● EXTRAIT CITÉ:
____
Ce que montrent les statistiques de l’INSEE

Le constat de l’INSEE est sans appel : les femmes et les hommes ne sont pas exposés aux mêmes risques professionnels, quel que soit le groupe de métier auxquels ils appartiennent. L’INSEE en distingue trois principaux, dont certains sont composés de sous-catégories :

  • Les métiers féminisés exercés par au moins 65% de femmes dont :
    • Les métiers féminisés de service (soin, enseignement, commerce, nettoyage, etc.)
    • Les métiers féminisés de bureau (techniciens des services administratifs, comptables et financiers, catégories B et C de la fonction publique, secrétaires, etc.)
  • Les métiers masculinisés exercés par au moins 65% d’hommes dont :
    • Les métiers masculinisés ouvriers (conducteurs de véhicules, ouvriers du bâtiment de la maintenance ou de la manutention, etc.)
    • Les métiers masculinisés non-ouvriers (cadres commerciaux, ingénieurs de l’informatique et de l’industrie, agents de gardiennage, etc.)
  • Les métiers mixtes exercés par plus de 35% d’un des deux sexes, femmes ou hommes (cadres de la banque et des assurances, profession des arts et des spectacles, cuisiniers, employés de l’hôtellerie-restauration, agents administratifs et commerciaux du transport et du tourisme, etc.)
____
● OBJECTIF VISÉ: Reprenez l’extrait sur les statistiques de l’INSEE de « Le constat de » jusqu’à « commerce, nettoyage, etc.) » inclus, en remplaçant « risques professionnels » par « dangers professionnels ». Appuyez-vous uniquement sur l’extrait.

Quelques enregistrements
____
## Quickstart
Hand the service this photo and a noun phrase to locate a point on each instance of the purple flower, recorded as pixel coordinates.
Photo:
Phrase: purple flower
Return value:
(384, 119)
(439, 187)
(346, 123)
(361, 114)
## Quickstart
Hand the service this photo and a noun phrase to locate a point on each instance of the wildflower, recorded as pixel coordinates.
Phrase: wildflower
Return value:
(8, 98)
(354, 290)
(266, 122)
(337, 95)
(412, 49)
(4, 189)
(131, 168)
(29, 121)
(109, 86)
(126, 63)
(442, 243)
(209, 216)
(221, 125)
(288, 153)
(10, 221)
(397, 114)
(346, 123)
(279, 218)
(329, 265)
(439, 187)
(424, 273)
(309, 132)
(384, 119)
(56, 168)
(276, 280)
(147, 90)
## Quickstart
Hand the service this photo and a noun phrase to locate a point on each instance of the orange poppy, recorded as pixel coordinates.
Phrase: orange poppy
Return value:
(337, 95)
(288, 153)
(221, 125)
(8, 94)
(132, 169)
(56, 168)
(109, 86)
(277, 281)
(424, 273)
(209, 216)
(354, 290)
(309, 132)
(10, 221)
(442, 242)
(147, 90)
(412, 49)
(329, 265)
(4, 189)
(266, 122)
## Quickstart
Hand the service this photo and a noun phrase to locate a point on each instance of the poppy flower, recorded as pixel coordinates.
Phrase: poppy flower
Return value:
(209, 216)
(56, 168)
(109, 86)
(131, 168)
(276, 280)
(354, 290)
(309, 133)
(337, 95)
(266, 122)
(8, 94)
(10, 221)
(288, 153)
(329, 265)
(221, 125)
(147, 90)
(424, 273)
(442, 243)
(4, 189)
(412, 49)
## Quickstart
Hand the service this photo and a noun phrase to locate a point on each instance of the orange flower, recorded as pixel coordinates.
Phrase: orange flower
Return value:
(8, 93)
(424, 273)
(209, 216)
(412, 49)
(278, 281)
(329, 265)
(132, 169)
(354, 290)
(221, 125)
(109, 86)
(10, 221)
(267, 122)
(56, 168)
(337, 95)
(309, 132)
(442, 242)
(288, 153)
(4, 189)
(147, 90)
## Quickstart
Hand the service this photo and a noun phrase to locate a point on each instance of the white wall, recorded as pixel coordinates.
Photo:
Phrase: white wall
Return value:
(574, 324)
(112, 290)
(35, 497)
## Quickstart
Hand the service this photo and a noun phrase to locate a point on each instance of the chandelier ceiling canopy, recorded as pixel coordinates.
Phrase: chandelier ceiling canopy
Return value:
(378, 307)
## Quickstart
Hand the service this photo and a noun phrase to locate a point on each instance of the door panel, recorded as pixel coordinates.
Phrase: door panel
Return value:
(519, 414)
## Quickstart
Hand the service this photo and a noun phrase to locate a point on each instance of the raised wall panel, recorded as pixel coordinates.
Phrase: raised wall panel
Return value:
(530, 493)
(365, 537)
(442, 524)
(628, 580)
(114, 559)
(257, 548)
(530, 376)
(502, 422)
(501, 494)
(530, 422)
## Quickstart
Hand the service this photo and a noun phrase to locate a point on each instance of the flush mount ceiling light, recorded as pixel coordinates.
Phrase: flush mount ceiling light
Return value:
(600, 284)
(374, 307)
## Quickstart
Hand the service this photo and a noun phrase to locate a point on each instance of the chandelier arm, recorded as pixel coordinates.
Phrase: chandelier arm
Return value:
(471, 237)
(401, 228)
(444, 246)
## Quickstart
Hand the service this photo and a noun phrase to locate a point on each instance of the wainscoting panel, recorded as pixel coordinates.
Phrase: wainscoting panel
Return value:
____
● RÉPONSE ATTENDUE:
Le constat de l’INSEE est sans appel : les femmes et les hommes ne sont pas exposés aux mêmes dangers professionnels, quel que soit le groupe de métier auxquels ils appartiennent. L’INSEE en distingue trois principaux, dont certains sont composés de sous-catégories :

  • Les métiers féminisés exercés par au moins 65% de femmes dont :
    • Les métiers féminisés de service (soin, enseignement, commerce, nettoyage, etc.)